Reproduce exactly the lines beginning with the line that contains "Task: Indicate the gray" and ending at the final line of the material below.

DATASET ENTRIES
(begin)

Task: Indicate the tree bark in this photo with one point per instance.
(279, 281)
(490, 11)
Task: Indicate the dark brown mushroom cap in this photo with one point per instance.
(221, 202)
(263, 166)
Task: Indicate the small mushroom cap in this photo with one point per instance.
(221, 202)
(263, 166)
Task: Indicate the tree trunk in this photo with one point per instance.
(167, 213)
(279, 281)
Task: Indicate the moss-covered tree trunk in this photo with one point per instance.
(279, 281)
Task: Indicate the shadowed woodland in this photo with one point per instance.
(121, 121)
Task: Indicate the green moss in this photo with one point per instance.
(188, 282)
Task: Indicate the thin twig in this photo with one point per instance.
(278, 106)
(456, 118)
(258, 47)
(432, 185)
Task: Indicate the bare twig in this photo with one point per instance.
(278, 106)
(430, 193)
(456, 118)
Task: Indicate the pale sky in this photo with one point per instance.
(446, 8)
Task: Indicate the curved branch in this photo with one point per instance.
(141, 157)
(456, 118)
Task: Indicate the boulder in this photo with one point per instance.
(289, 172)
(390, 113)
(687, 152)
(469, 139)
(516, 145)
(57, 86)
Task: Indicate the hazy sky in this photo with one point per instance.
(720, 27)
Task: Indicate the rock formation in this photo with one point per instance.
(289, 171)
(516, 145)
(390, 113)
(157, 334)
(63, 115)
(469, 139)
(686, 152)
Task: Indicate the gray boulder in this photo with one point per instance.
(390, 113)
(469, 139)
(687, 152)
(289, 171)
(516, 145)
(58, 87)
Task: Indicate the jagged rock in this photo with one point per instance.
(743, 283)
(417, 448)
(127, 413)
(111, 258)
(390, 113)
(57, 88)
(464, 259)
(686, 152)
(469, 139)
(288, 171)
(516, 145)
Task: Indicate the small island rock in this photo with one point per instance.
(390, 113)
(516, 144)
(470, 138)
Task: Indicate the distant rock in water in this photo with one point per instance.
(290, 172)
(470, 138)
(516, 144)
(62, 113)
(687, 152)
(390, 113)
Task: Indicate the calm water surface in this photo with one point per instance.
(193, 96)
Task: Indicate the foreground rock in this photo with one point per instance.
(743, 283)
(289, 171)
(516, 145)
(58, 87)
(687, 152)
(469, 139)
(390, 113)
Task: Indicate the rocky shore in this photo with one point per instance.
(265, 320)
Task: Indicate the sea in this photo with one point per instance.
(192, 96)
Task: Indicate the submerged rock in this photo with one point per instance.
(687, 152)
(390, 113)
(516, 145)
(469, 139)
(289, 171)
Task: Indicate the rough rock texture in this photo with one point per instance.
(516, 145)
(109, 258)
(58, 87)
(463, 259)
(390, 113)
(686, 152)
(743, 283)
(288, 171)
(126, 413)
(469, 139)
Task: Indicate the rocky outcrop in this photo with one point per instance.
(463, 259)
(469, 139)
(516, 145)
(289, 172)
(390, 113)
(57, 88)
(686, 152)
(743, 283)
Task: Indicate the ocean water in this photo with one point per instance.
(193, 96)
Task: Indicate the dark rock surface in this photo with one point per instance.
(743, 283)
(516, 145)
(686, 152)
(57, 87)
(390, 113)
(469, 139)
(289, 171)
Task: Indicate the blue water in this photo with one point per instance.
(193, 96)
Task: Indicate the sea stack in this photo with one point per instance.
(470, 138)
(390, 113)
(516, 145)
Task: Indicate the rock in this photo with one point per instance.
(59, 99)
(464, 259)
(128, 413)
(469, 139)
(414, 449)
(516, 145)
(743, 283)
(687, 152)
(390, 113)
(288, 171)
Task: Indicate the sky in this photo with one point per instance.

(end)

TASK SOLUTION
Task: Indicate the gray boulder in this photo with one point per instance.
(390, 113)
(469, 139)
(687, 152)
(289, 171)
(516, 145)
(58, 87)
Task: Indicate the jagged rock in this photo with one point per instance.
(743, 283)
(417, 448)
(127, 413)
(111, 258)
(390, 113)
(57, 88)
(464, 259)
(686, 152)
(469, 139)
(288, 171)
(516, 145)
Task: Indicate the small island rock in this photo with one point per instance.
(390, 113)
(516, 144)
(470, 138)
Task: Indicate the distant rock in water in this photo with one point per instance.
(290, 172)
(470, 138)
(516, 144)
(62, 113)
(687, 152)
(390, 113)
Task: Indicate the calm water surface in this photo with one point per instance.
(193, 96)
Task: Indicate the foreground rock in this photo with one point per instance.
(743, 283)
(289, 171)
(516, 145)
(58, 87)
(687, 152)
(469, 139)
(390, 113)
Task: Indicate the rocky shore in this photo with one point per instance.
(265, 320)
Task: Indicate the sea in this photo with one point per instance.
(192, 96)
Task: Indicate the submerged rock in this photo with one point per instance.
(687, 152)
(390, 113)
(516, 145)
(469, 139)
(289, 171)
Task: Indicate the rough rock texture in this photo with one point per instance.
(516, 145)
(109, 258)
(58, 87)
(463, 259)
(390, 113)
(686, 152)
(743, 283)
(288, 171)
(126, 413)
(469, 139)
Task: Indicate the rocky outcrop in this photo with one point per instance.
(463, 259)
(469, 139)
(516, 145)
(289, 172)
(390, 113)
(57, 88)
(686, 152)
(743, 283)
Task: Indicate the ocean water in this photo with one point per instance.
(193, 96)
Task: Indicate the dark rock surface in this photo with one point per instance.
(743, 283)
(516, 145)
(686, 152)
(57, 87)
(390, 113)
(469, 139)
(289, 171)
Task: Indicate the blue water in this photo with one point per instance.
(193, 96)
Task: Indicate the sea stack in this photo with one point per instance.
(470, 138)
(390, 113)
(516, 145)
Task: Indicate the rock in this photo with one point per instance.
(59, 99)
(464, 259)
(128, 413)
(469, 139)
(414, 449)
(516, 145)
(743, 283)
(687, 152)
(390, 113)
(288, 171)
Task: Indicate the sky in this photo with one point per instance.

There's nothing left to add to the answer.